WHAT YOU SHOULD DO. Scale the material below by copying everything from the line containing "Mark the metal" down to the line containing "point(310, 551)", both included, with every line reproduced in full. Multiply each point coordinate in the answers by 2.6 and round to whole numbers, with halves going up.

TASK DATA.
——

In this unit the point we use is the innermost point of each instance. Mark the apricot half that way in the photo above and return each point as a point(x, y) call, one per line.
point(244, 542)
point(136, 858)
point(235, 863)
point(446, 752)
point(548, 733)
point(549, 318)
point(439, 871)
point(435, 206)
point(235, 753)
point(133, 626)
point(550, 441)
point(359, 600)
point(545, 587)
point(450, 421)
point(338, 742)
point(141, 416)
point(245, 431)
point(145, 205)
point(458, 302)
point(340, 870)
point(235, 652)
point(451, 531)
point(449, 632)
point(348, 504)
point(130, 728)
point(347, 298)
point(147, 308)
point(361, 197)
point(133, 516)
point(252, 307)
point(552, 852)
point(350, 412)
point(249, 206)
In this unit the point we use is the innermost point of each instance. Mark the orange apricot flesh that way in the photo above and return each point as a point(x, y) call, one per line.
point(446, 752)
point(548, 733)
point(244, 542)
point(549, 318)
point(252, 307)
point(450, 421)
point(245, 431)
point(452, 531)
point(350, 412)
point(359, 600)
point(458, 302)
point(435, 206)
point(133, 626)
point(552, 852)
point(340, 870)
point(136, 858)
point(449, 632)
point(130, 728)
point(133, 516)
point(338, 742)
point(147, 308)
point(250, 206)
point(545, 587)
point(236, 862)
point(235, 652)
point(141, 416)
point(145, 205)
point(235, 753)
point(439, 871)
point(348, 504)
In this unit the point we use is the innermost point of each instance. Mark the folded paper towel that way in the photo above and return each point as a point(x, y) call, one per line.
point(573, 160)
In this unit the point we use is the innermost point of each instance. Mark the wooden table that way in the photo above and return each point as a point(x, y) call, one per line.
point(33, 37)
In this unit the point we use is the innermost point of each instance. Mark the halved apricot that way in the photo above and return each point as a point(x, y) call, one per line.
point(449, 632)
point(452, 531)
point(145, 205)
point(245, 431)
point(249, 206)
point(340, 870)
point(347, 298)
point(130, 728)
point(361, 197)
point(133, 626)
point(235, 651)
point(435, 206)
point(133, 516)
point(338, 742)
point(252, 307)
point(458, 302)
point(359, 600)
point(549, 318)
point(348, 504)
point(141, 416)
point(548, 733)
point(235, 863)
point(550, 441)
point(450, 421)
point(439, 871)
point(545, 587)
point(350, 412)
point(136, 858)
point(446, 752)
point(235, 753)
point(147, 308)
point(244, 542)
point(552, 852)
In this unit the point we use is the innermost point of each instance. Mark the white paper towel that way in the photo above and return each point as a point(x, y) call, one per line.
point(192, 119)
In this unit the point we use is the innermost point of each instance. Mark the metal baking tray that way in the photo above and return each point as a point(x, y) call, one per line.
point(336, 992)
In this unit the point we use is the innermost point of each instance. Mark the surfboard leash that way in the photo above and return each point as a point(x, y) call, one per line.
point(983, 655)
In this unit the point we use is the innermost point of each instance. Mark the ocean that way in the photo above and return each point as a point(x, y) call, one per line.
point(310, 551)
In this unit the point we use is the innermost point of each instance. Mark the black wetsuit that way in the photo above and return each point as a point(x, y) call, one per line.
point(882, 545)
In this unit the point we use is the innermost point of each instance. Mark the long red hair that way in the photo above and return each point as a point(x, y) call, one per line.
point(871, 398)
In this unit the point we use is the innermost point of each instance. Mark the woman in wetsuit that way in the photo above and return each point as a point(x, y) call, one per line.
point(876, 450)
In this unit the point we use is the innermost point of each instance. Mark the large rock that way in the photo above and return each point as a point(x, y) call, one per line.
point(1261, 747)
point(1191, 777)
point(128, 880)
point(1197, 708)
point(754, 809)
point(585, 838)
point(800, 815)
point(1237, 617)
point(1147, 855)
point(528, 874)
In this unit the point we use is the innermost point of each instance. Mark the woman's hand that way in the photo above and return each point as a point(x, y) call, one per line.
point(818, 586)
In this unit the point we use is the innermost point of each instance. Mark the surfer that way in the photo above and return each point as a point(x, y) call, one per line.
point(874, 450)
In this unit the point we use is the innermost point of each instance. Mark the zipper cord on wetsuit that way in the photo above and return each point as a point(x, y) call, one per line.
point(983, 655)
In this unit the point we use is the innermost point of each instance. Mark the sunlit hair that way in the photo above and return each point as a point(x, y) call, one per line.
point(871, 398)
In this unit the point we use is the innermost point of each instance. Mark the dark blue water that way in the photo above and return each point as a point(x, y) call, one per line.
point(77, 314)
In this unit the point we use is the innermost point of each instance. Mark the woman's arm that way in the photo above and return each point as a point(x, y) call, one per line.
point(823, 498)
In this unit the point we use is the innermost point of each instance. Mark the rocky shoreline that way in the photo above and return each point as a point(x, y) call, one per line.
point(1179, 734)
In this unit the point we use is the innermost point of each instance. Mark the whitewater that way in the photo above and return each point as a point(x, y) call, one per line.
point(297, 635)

——

TASK RESPONSE.
In this unit the point we use is the innermost point of each instance. Mark the metal baking tray that way in the photo above and return each point as a point(x, y) call, one per line.
point(874, 2579)
In this unit the point we use is the innermost point of each instance. Mark the surfboard leash that way in the photo above and return each point as a point(x, y) call, one per line.
point(2556, 1703)
In this unit the point we use is the innermost point of each instance. Mark the ocean that way in the photo above and return each point as a point(x, y) call, one per line.
point(806, 1433)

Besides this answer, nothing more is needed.